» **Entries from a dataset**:
┄┄┄┄┄┄┄┄┄┄┄┄┄┄┄┄┄┄┄┄

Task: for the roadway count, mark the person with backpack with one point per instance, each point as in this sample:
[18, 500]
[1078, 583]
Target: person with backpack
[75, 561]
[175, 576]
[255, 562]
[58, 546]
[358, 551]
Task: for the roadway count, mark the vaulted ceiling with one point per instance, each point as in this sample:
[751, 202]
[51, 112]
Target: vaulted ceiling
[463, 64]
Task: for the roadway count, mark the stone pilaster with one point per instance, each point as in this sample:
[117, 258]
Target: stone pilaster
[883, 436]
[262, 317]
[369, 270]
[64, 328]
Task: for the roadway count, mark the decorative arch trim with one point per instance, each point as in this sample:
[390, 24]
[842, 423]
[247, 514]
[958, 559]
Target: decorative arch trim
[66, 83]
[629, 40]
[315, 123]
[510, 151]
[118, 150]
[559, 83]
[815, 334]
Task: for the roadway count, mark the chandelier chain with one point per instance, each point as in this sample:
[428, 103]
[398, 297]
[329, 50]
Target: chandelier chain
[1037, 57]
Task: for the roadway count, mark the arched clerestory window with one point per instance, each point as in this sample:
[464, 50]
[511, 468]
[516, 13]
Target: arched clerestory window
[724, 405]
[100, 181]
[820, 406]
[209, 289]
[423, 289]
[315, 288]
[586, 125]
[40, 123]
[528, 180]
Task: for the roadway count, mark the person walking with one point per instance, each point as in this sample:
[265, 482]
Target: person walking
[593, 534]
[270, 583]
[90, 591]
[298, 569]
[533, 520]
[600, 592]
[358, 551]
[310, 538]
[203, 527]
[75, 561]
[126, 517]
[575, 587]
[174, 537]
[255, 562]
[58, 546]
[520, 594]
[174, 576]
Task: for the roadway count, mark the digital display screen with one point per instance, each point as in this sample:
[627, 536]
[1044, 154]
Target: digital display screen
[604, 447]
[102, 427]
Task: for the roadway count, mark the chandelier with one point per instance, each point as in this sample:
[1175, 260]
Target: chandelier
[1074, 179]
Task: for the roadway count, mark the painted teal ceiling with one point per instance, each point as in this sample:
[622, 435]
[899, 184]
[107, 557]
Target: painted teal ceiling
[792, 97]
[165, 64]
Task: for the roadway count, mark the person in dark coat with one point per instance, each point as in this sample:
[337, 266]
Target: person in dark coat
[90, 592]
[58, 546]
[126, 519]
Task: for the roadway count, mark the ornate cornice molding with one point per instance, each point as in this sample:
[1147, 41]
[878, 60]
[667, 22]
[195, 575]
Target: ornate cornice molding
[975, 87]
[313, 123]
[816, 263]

┄┄┄┄┄┄┄┄┄┄┄┄┄┄┄┄┄┄┄┄

» **Goal**:
Rename "roadway count" to "street survey" everywhere in the material above, and give all of it again with nothing else altered.

» **Response for this exercise**:
Task: for the street survey, mark the person with backpack with one point per instance, each point as in this sample:
[18, 500]
[1078, 583]
Target: person with backpack
[75, 561]
[175, 576]
[255, 562]
[58, 546]
[358, 551]
Task: for the street survey, mark the vaulted ceiling with one point per instance, each point as in this sample:
[751, 202]
[51, 112]
Target: vaulted ceiling
[463, 64]
Task: for the street survey, mark the stone pilaster with one point per instance, each point as in this sample:
[117, 258]
Target: stone pilaster
[883, 436]
[262, 317]
[369, 270]
[64, 328]
Task: for the street survey, mark the decorative arch trim with one point per instance, each point as in this sample:
[390, 24]
[842, 423]
[247, 514]
[958, 559]
Target: decorative arch trim
[66, 83]
[629, 40]
[315, 123]
[510, 151]
[118, 150]
[559, 83]
[815, 334]
Task: for the street survey, mark the chandelier chain with one point per instance, each point as in this sample:
[428, 103]
[398, 297]
[329, 50]
Target: chandelier chain
[1037, 57]
Task: for the street survey, mark the arched clerestory window with one point per instance, each point as in this sample:
[464, 50]
[511, 468]
[516, 13]
Target: arched clerestory window
[724, 405]
[100, 181]
[820, 406]
[209, 289]
[423, 289]
[315, 288]
[586, 125]
[40, 123]
[528, 180]
Task: for the street survey, mark the person walking with one point per instance, each point as in this sample:
[265, 482]
Target: person walking
[593, 534]
[270, 583]
[90, 591]
[298, 569]
[533, 520]
[600, 592]
[358, 551]
[310, 538]
[203, 527]
[75, 561]
[126, 517]
[575, 587]
[174, 537]
[255, 562]
[58, 546]
[520, 594]
[174, 576]
Task: for the street survey, mark the digital display screen with one point per instance, each point as in this sample:
[627, 536]
[1044, 154]
Target: digital display screen
[604, 447]
[102, 427]
Task: for the street survey, mark the chandelier with one point per instance, each point as in this sample:
[1175, 260]
Target: chandelier
[1074, 179]
Task: for the street survey, mark the painted teal ceiling with one point per instance, each point as in this sample:
[622, 435]
[899, 184]
[107, 557]
Target: painted teal ceiling
[792, 97]
[165, 64]
Task: for the street survey, mark the person in dark coat with one point per instance, each point as in this sample:
[337, 266]
Target: person in dark coat
[90, 592]
[58, 546]
[126, 519]
Task: for the street survey, mark the ornate cornice molding with one point per instance, each point as in this sample:
[1147, 41]
[878, 60]
[667, 22]
[195, 575]
Target: ornate cornice molding
[975, 87]
[313, 123]
[816, 263]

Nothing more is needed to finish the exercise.